## [Task to carry out]
Count the lines in the records below that contain the string "reed". Reply with the number alone.

## [Available records]

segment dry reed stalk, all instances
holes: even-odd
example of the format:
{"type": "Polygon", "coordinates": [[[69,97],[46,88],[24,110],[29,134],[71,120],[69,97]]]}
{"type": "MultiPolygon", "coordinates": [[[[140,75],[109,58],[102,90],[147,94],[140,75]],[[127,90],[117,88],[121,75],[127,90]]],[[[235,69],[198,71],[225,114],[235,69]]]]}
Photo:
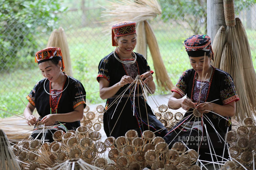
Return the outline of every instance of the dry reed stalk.
{"type": "Polygon", "coordinates": [[[220,68],[221,56],[225,44],[226,30],[222,26],[218,30],[215,36],[212,47],[214,53],[214,63],[213,65],[215,67],[220,68]]]}
{"type": "Polygon", "coordinates": [[[245,81],[243,63],[241,56],[242,54],[238,35],[234,26],[227,26],[226,29],[226,42],[229,42],[233,52],[233,57],[227,56],[228,60],[232,60],[233,65],[230,67],[233,68],[234,72],[229,73],[232,76],[234,83],[240,101],[236,103],[236,114],[234,118],[243,120],[247,117],[252,117],[252,111],[248,101],[246,86],[245,81]],[[233,75],[234,75],[233,76],[233,75]]]}
{"type": "Polygon", "coordinates": [[[59,39],[59,32],[57,29],[54,29],[51,34],[48,40],[48,42],[46,47],[58,47],[58,40],[59,39]]]}
{"type": "Polygon", "coordinates": [[[136,52],[143,55],[147,59],[147,39],[144,22],[140,22],[136,23],[136,31],[138,37],[136,46],[136,52]]]}
{"type": "Polygon", "coordinates": [[[59,28],[59,38],[58,39],[58,46],[61,48],[63,56],[63,60],[65,64],[65,72],[67,74],[73,76],[72,67],[70,59],[70,54],[67,37],[64,29],[61,27],[59,28]]]}
{"type": "Polygon", "coordinates": [[[242,22],[235,18],[235,28],[240,43],[241,60],[243,61],[244,76],[246,90],[251,107],[251,114],[256,115],[256,73],[252,60],[250,46],[247,35],[242,22]]]}
{"type": "Polygon", "coordinates": [[[7,136],[0,129],[0,167],[4,170],[21,170],[7,136]]]}
{"type": "Polygon", "coordinates": [[[148,22],[144,22],[147,42],[153,59],[158,84],[167,91],[170,91],[174,86],[168,76],[153,29],[148,22]]]}
{"type": "Polygon", "coordinates": [[[109,5],[103,7],[105,10],[102,11],[101,16],[109,18],[104,22],[111,26],[125,20],[139,23],[154,18],[162,12],[158,2],[154,0],[110,1],[109,5]]]}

## [Exercise solution]
2